>>>>

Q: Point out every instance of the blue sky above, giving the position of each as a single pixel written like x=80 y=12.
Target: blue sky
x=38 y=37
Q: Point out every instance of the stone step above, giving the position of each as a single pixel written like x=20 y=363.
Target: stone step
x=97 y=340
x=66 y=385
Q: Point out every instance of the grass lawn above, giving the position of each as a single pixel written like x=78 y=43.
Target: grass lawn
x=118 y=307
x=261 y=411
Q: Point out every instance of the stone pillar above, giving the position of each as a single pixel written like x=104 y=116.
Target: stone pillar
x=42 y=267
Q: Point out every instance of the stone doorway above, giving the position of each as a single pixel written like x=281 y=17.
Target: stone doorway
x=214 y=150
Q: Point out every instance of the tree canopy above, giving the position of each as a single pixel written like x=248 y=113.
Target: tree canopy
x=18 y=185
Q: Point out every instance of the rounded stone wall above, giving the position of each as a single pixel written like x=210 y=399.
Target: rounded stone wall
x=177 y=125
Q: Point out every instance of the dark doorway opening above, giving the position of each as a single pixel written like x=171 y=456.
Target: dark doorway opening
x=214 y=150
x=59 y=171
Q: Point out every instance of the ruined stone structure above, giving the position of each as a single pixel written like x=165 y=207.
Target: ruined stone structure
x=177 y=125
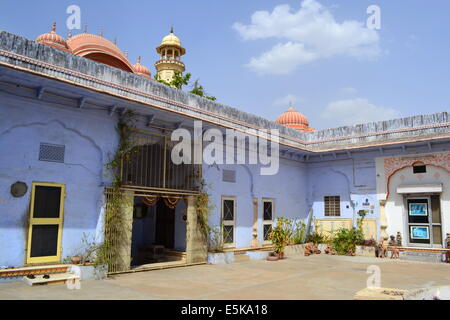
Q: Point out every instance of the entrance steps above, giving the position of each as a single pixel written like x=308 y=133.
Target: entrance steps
x=39 y=275
x=241 y=257
x=54 y=278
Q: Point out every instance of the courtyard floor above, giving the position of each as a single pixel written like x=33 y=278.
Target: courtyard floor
x=297 y=277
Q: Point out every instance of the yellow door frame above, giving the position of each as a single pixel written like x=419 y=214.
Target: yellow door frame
x=46 y=221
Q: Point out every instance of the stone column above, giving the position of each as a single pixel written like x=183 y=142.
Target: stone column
x=383 y=220
x=196 y=246
x=255 y=243
x=124 y=259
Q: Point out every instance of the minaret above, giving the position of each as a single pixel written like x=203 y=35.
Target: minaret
x=170 y=50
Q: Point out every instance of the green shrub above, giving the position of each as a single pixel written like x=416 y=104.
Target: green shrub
x=346 y=240
x=298 y=232
x=281 y=234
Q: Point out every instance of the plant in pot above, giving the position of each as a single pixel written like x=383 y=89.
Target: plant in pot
x=281 y=235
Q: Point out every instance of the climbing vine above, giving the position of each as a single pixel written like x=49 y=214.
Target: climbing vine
x=203 y=206
x=115 y=235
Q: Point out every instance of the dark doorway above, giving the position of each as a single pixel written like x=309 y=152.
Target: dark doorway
x=165 y=225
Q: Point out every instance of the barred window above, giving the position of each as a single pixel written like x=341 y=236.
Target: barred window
x=332 y=206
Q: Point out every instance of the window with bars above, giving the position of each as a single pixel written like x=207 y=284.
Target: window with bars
x=267 y=218
x=332 y=206
x=228 y=221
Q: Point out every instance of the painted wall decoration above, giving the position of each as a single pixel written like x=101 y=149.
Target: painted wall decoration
x=364 y=204
x=418 y=209
x=420 y=232
x=391 y=165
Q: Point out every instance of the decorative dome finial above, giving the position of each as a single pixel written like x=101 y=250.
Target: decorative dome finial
x=53 y=39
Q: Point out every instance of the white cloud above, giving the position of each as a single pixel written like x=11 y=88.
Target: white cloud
x=357 y=111
x=309 y=34
x=348 y=91
x=286 y=100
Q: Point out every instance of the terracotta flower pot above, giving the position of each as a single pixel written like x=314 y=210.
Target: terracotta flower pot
x=75 y=259
x=272 y=258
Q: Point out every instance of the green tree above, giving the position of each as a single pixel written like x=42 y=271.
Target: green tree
x=179 y=80
x=200 y=91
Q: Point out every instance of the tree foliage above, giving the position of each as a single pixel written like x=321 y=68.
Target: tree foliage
x=179 y=80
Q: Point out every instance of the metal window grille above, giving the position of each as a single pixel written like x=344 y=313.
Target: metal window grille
x=51 y=152
x=332 y=206
x=229 y=176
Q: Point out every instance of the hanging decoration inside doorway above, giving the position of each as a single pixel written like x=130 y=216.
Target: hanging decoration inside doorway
x=171 y=202
x=150 y=200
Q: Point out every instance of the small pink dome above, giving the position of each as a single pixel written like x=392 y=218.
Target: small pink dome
x=295 y=120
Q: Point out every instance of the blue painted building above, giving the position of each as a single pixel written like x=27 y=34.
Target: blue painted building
x=58 y=119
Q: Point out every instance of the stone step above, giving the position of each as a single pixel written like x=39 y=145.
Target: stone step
x=55 y=278
x=35 y=270
x=241 y=258
x=422 y=256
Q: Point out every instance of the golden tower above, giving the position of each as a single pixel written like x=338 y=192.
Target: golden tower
x=170 y=50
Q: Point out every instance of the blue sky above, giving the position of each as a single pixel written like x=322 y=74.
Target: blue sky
x=319 y=54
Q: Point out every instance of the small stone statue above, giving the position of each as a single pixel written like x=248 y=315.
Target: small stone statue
x=399 y=239
x=308 y=250
x=381 y=249
x=395 y=252
x=392 y=241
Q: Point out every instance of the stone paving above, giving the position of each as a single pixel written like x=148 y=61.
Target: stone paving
x=297 y=277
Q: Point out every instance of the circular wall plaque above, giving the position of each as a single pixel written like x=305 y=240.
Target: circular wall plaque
x=18 y=189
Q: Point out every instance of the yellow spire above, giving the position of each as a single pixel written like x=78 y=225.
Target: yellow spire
x=170 y=51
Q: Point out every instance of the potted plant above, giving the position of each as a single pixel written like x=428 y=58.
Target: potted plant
x=280 y=236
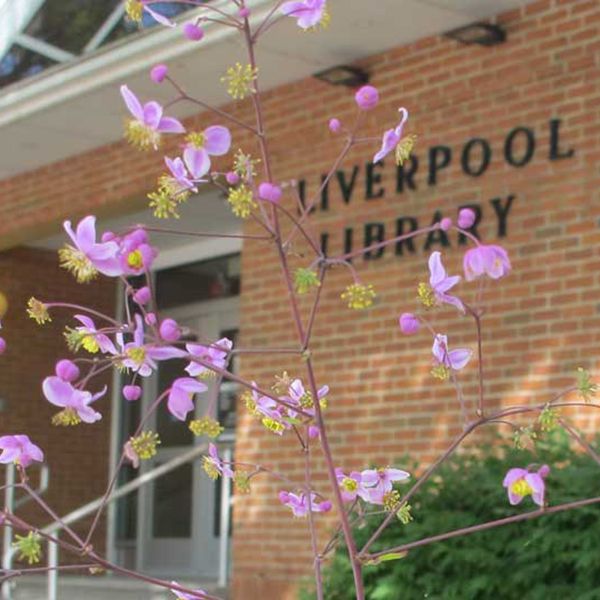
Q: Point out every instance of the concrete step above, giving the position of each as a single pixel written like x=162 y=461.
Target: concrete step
x=103 y=588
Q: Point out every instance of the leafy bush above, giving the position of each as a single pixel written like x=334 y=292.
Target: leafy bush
x=552 y=557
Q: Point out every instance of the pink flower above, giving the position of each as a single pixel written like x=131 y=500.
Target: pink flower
x=136 y=254
x=440 y=283
x=67 y=370
x=20 y=450
x=132 y=392
x=521 y=482
x=466 y=218
x=409 y=323
x=192 y=32
x=103 y=256
x=76 y=402
x=379 y=482
x=158 y=73
x=391 y=137
x=307 y=13
x=148 y=121
x=355 y=484
x=487 y=260
x=367 y=97
x=452 y=359
x=270 y=192
x=215 y=355
x=92 y=340
x=300 y=505
x=180 y=400
x=141 y=358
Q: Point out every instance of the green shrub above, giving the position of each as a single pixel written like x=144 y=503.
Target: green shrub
x=552 y=557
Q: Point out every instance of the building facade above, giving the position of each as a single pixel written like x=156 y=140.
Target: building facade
x=512 y=131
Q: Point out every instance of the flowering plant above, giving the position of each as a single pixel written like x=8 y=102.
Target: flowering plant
x=295 y=407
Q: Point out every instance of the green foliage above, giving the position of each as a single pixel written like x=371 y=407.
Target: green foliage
x=547 y=558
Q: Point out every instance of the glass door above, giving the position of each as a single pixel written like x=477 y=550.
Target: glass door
x=179 y=513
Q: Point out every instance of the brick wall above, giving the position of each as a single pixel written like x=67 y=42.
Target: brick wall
x=77 y=456
x=540 y=323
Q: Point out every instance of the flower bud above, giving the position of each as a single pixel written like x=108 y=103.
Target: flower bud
x=192 y=32
x=158 y=73
x=335 y=125
x=367 y=97
x=132 y=392
x=445 y=224
x=67 y=370
x=232 y=178
x=270 y=192
x=466 y=218
x=142 y=296
x=169 y=330
x=409 y=323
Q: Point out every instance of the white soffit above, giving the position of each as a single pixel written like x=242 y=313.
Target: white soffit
x=76 y=106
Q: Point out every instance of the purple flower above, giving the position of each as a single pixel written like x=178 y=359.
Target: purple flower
x=300 y=505
x=20 y=450
x=367 y=97
x=487 y=260
x=307 y=13
x=91 y=339
x=184 y=596
x=100 y=257
x=466 y=218
x=75 y=402
x=136 y=254
x=215 y=355
x=521 y=482
x=182 y=391
x=391 y=137
x=158 y=73
x=448 y=360
x=355 y=484
x=379 y=482
x=440 y=283
x=141 y=358
x=269 y=192
x=409 y=323
x=148 y=123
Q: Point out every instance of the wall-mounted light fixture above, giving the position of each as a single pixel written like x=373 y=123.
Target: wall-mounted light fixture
x=483 y=34
x=344 y=75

<<<<

WHAT TO DO: Recast the entries from the line with "Q: Point out every instance of the entrance" up to and including the line with "x=281 y=235" as a JSON list of strings, one string per line, with blank lines left out.

ANSWER IN FULL:
[
  "Q: Point out every instance of the entrance steps above, giving the position of each as a single pixel written like x=308 y=133.",
  "Target: entrance steps",
  "x=39 y=275",
  "x=241 y=257",
  "x=54 y=278",
  "Q: Point out every instance of the courtyard floor above, giving the position of each as a single pixel written like x=33 y=278.",
  "Target: courtyard floor",
  "x=297 y=277",
  "Q: Point out every instance of the yellow door frame above, giving the position of each as a single pixel written like x=419 y=214.",
  "Target: yellow door frame",
  "x=46 y=221",
  "Q: Point out every instance of the stone column above, giving the position of each as a single pixel written like x=183 y=142.",
  "Target: stone column",
  "x=383 y=220",
  "x=196 y=246",
  "x=255 y=243",
  "x=124 y=259",
  "Q: Point out every instance of the minaret above, giving the position of each as a single pixel written like x=203 y=35.",
  "Target: minaret",
  "x=170 y=50",
  "Q: Point out every instance of the green shrub above, giving the position of each as a single pixel written like x=416 y=104.",
  "Target: green shrub",
  "x=346 y=240",
  "x=298 y=232",
  "x=281 y=234",
  "Q: Point out every instance of the plant in pot above, giving the position of each as a single pixel written like x=383 y=89.",
  "Target: plant in pot",
  "x=281 y=235"
]